#### [GIVEN PASSAGE]
President George H.W. Bush appointed McCloskey to the Commission
on National and Community Service in 1990. McCloskey was confirmed
by the US Senate and elected as the first Chairman of the
Commission, serving until the election of President Clinton. The
Commission’s work led to the creation of Americorps by Congress in
1994.
In 1999 and 2000, Mr. McCloskey served on the Department of
Defense Advisory Board for the investigation into the No Gun Ri
massacre at the start of the Korean War in 1950, and was awarded
the Secretary's Outstanding Public Service medal for this work.
In 2004, his friend and fellow veteran, Joe Cotchett of
Cotchett, Pitre & McCarthy, invited McCloskey to be Of Counsel
to the firm. Cotchett, an Army veteran, liked to joke about how the
two men bonded four decades ago over their politics and military
service. Cotchett jumped out of planes while McCloskey had shrapnel
in his body from combat in Korea. Specializing in condemnation and
environmental litigation, and with over 100 jury trials under his
belt, McCloskey was delighted to join the Cotchett firm, with its
strong social and environmental justice mission.
In 2006, McCloskey again bucked his party, running against
seven-term Republican Rep. Richard Pombo of Tracy, accusing the
congressman and the California Republican leadership of being
corrupted by power. After losing in the primary, he endorsed
Pombo’s Democratic opponent, Jerry McNerney, who won the general
election by virtually the same number of voters who had voted for
McCloskey over Pombo in the primary election, and who had crossed
party lines in the general election.

#### [DATASET ROWS]
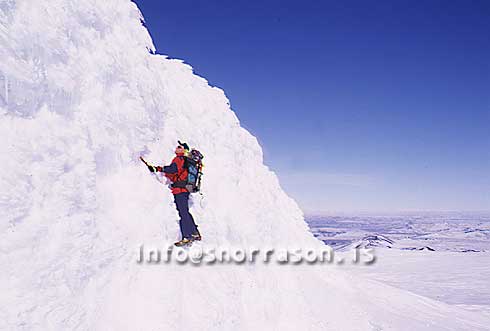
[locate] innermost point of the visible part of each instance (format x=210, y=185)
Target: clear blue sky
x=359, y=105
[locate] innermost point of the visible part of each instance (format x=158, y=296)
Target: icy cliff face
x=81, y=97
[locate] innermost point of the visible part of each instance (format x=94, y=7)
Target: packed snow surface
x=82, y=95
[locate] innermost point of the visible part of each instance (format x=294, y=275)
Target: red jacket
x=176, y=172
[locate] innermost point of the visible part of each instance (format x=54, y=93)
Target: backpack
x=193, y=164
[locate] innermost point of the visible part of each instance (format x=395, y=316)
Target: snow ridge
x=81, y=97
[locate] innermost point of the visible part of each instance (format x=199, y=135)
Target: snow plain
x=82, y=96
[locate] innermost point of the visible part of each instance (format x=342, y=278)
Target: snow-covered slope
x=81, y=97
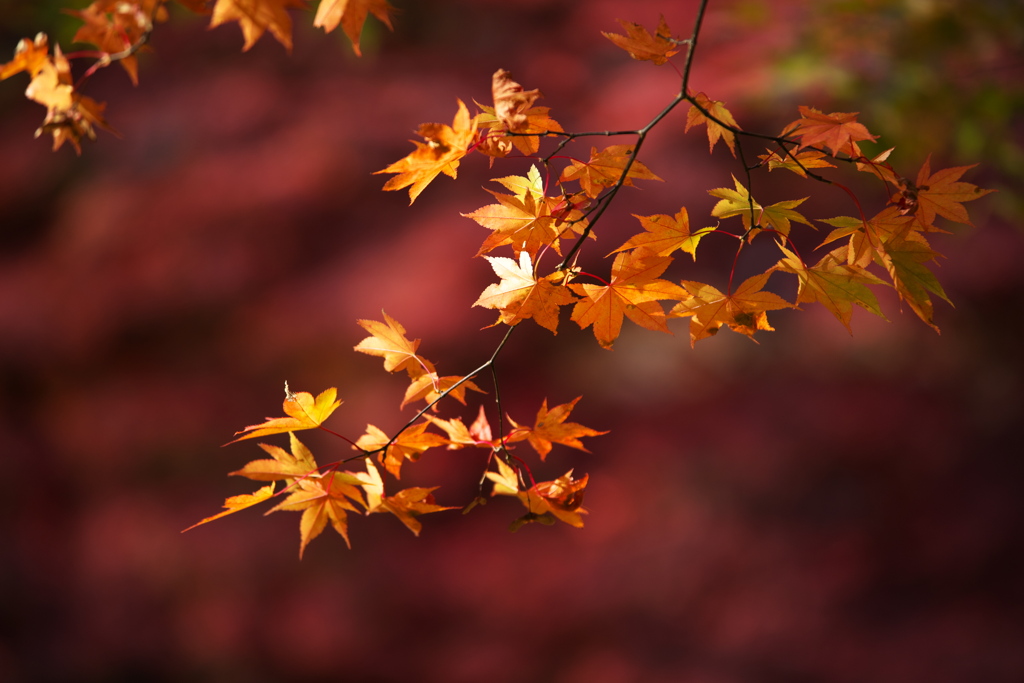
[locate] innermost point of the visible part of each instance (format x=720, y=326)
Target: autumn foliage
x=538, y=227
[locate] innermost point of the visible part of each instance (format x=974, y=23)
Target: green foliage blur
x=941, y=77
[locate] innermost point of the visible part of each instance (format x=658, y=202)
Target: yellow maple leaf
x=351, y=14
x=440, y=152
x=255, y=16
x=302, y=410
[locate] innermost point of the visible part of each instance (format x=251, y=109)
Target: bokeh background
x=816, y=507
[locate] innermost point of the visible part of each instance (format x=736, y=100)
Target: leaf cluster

#### [TASK BRIEF]
Retype the passage about McCloskey's public service and legal career in full, with no changes.

#### [ANSWER TO THE PROBLEM]
President George H.W. Bush appointed McCloskey to the Commission
on National and Community Service in 1990. McCloskey was confirmed
by the US Senate and elected as the first Chairman of the
Commission, serving until the election of President Clinton. The
Commission’s work led to the creation of Americorps by Congress in
1994.
In 1999 and 2000, Mr. McCloskey served on the Department of
Defense Advisory Board for the investigation into the No Gun Ri
massacre at the start of the Korean War in 1950, and was awarded
the Secretary's Outstanding Public Service medal for this work.
In 2004, his friend and fellow veteran, Joe Cotchett of
Cotchett, Pitre & McCarthy, invited McCloskey to be Of Counsel
to the firm. Cotchett, an Army veteran, liked to joke about how the
two men bonded four decades ago over their politics and military
service. Cotchett jumped out of planes while McCloskey had shrapnel
in his body from combat in Korea. Specializing in condemnation and
environmental litigation, and with over 100 jury trials under his
belt, McCloskey was delighted to join the Cotchett firm, with its
strong social and environmental justice mission.
In 2006, McCloskey again bucked his party, running against
seven-term Republican Rep. Richard Pombo of Tracy, accusing the
congressman and the California Republican leadership of being
corrupted by power. After losing in the primary, he endorsed
Pombo’s Democratic opponent, Jerry McNerney, who won the general
election by virtually the same number of voters who had voted for
McCloskey over Pombo in the primary election, and who had crossed
party lines in the general election.